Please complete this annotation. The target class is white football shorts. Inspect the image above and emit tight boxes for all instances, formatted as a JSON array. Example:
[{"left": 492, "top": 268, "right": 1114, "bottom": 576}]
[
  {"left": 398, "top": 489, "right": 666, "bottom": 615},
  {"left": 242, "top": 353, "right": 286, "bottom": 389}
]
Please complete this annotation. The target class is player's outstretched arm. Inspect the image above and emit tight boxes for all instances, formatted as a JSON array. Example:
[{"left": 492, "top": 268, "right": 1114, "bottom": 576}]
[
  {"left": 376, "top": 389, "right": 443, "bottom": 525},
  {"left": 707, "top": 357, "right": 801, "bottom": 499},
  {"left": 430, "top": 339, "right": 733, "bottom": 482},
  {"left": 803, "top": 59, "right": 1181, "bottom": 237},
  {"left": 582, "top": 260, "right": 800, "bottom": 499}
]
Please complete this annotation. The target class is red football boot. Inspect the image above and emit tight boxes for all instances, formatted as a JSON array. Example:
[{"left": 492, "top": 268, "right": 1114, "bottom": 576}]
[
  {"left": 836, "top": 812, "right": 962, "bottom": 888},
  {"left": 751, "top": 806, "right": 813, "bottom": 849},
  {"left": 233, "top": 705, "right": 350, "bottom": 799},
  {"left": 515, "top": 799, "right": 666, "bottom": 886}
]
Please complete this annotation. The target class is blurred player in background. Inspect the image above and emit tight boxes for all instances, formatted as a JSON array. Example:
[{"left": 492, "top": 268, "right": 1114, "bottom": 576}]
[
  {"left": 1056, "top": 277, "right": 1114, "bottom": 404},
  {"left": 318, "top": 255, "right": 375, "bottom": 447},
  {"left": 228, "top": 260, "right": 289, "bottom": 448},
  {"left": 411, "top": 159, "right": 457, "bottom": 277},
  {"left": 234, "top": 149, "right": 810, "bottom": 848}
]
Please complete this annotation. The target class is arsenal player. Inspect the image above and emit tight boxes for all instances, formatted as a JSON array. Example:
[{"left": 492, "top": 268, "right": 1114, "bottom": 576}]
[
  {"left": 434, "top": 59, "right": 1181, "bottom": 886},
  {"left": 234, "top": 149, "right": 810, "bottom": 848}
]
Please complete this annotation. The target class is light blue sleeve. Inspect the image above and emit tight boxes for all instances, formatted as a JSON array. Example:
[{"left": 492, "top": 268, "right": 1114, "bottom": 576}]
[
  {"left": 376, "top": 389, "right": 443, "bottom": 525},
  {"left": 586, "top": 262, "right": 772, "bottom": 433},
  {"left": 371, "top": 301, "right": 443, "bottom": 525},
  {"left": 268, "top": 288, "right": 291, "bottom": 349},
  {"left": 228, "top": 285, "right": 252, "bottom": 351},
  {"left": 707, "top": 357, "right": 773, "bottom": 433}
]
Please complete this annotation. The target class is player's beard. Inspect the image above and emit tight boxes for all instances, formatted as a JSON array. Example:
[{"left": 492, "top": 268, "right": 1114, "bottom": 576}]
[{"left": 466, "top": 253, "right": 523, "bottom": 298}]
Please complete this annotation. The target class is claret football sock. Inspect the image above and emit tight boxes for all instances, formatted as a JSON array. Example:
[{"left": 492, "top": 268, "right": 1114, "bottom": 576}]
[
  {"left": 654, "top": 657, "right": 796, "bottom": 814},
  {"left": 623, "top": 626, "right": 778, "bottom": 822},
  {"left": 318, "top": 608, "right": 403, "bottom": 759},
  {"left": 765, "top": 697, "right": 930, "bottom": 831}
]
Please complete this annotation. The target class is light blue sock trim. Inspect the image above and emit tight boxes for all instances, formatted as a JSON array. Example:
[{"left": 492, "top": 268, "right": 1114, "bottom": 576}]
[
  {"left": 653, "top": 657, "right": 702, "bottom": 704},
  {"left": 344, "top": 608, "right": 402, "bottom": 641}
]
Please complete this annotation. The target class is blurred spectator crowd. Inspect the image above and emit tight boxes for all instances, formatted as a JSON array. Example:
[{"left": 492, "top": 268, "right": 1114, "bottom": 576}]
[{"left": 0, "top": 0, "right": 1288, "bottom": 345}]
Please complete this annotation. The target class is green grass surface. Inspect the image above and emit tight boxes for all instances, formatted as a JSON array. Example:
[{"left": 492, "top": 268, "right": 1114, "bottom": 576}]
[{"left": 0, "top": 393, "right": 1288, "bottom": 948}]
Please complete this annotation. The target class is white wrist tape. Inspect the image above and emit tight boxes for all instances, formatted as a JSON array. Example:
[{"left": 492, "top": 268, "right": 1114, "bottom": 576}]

# # #

**INSTRUCTION:**
Convert every line of the items above into a JSON array of strings, one string per line, leaving out blank lines.

**RESPONSE TO THIS TASK:**
[
  "Please complete this annotation. The target class is white football shorts. Inspect the image above and emit tight boxes for all instances, formatted as a JSON array. Example:",
  "[{\"left\": 492, \"top\": 268, \"right\": 1114, \"bottom\": 576}]",
  "[",
  "  {\"left\": 398, \"top\": 489, \"right\": 666, \"bottom\": 615},",
  "  {\"left\": 242, \"top\": 353, \"right\": 286, \"bottom\": 389}",
  "]",
  "Please complete this annotation. The target class is player's outstretched arm. Inspect the image above and emit tight boxes for all instances, formatted as a JSON array. Example:",
  "[{\"left\": 492, \"top\": 268, \"right\": 1114, \"bottom\": 576}]",
  "[",
  "  {\"left\": 376, \"top\": 389, \"right\": 443, \"bottom\": 525},",
  "  {\"left\": 707, \"top\": 357, \"right\": 801, \"bottom\": 499},",
  "  {\"left\": 430, \"top\": 339, \"right\": 733, \"bottom\": 482},",
  "  {\"left\": 803, \"top\": 59, \"right\": 1181, \"bottom\": 237},",
  "  {\"left\": 582, \"top\": 260, \"right\": 800, \"bottom\": 499}",
  "]",
  "Please complete this annotation. The target class is red football boot. Inspect the image above and emit tight boxes for all instances, formatted as a JSON array. Example:",
  "[{\"left\": 492, \"top\": 268, \"right\": 1114, \"bottom\": 576}]",
  "[",
  "  {\"left\": 836, \"top\": 812, \"right\": 962, \"bottom\": 888},",
  "  {\"left\": 751, \"top\": 806, \"right\": 813, \"bottom\": 849},",
  "  {\"left\": 233, \"top\": 705, \"right\": 350, \"bottom\": 799},",
  "  {\"left\": 515, \"top\": 799, \"right\": 666, \"bottom\": 886}",
  "]",
  "Please complete this annotation. The target class is blurred player in background. Inspect the image above and emit tight boxes for all instances, formatted as a JSON array. Example:",
  "[{\"left\": 492, \"top\": 268, \"right\": 1114, \"bottom\": 576}]",
  "[",
  "  {\"left\": 1056, \"top\": 277, \"right\": 1114, \"bottom\": 404},",
  "  {\"left\": 318, \"top\": 255, \"right\": 375, \"bottom\": 447},",
  "  {\"left\": 228, \"top\": 260, \"right\": 289, \"bottom\": 448},",
  "  {\"left\": 411, \"top\": 159, \"right\": 457, \"bottom\": 277},",
  "  {\"left\": 234, \"top\": 149, \"right\": 810, \"bottom\": 848}",
  "]",
  "Please complete this annotation. The target class is arsenal player. Inspect the image above and emit tight boxes for all instances, formatted as a JSON array. Example:",
  "[{\"left\": 492, \"top\": 268, \"right\": 1114, \"bottom\": 576}]",
  "[",
  "  {\"left\": 434, \"top\": 59, \"right\": 1181, \"bottom\": 886},",
  "  {\"left\": 234, \"top\": 149, \"right\": 810, \"bottom\": 848}",
  "]",
  "Please complete this annotation. The target class is light blue sleeve. Inspect the image above and emit tight boxes for all instances, formatted as a JSON array. Example:",
  "[{\"left\": 492, \"top\": 268, \"right\": 1114, \"bottom\": 576}]",
  "[",
  "  {\"left\": 376, \"top\": 389, \"right\": 443, \"bottom\": 525},",
  "  {\"left\": 586, \"top\": 262, \"right\": 772, \"bottom\": 433},",
  "  {\"left\": 371, \"top\": 301, \"right\": 443, \"bottom\": 525},",
  "  {\"left\": 268, \"top\": 288, \"right\": 291, \"bottom\": 349},",
  "  {\"left\": 228, \"top\": 285, \"right\": 252, \"bottom\": 351},",
  "  {\"left\": 707, \"top\": 357, \"right\": 773, \"bottom\": 433}",
  "]",
  "Please complete this annotation. The target class is player's beard. Inspect the image above and emit tight boxes for all instances, formatted as a JSON array. Example:",
  "[{\"left\": 492, \"top\": 268, \"right\": 1114, \"bottom\": 576}]",
  "[{\"left\": 466, \"top\": 253, \"right\": 523, \"bottom\": 298}]",
  "Please complete this annotation. The target class is claret football sock. Inspect the image above and emit tight boxes for all instances, formatted as a JSON array. Example:",
  "[{\"left\": 492, \"top\": 268, \"right\": 1114, \"bottom\": 576}]",
  "[",
  "  {\"left\": 654, \"top\": 657, \"right\": 796, \"bottom\": 814},",
  "  {\"left\": 623, \"top\": 626, \"right\": 778, \"bottom\": 822},",
  "  {\"left\": 318, \"top\": 608, \"right\": 403, \"bottom\": 759},",
  "  {\"left\": 765, \"top\": 697, \"right\": 930, \"bottom\": 831}",
  "]",
  "Please complete this annotation. The target class is light blue sock trim. Inspect the image above and emit tight boxes for all instances, formatted as a JSON array. Example:",
  "[{\"left\": 492, \"top\": 268, \"right\": 1114, \"bottom\": 576}]",
  "[",
  "  {\"left\": 653, \"top\": 657, \"right\": 702, \"bottom\": 704},",
  "  {\"left\": 344, \"top\": 608, \"right\": 402, \"bottom\": 641}",
  "]",
  "Please complete this annotation. The target class is blurred spectator crowd. Inspect the image above and emit tight boxes for all instances, formatted as a JSON array. Example:",
  "[{\"left\": 492, \"top\": 268, \"right\": 1114, \"bottom\": 576}]",
  "[{\"left\": 0, \"top\": 0, \"right\": 1288, \"bottom\": 345}]",
  "Please complete this annotation. The target class is green grass surface. Inspect the image above and emit tight boxes for all instances, formatted as a JSON array. Example:",
  "[{\"left\": 492, \"top\": 268, \"right\": 1114, \"bottom\": 576}]",
  "[{\"left\": 0, \"top\": 393, \"right\": 1288, \"bottom\": 948}]",
  "Please complete this annotation. The target class is white wrist tape. Inspect the image above and emit tight boxes for all instances, formatted as a JSON array. Example:",
  "[{\"left\": 492, \"top\": 268, \"right\": 1114, \"bottom\": 576}]"
]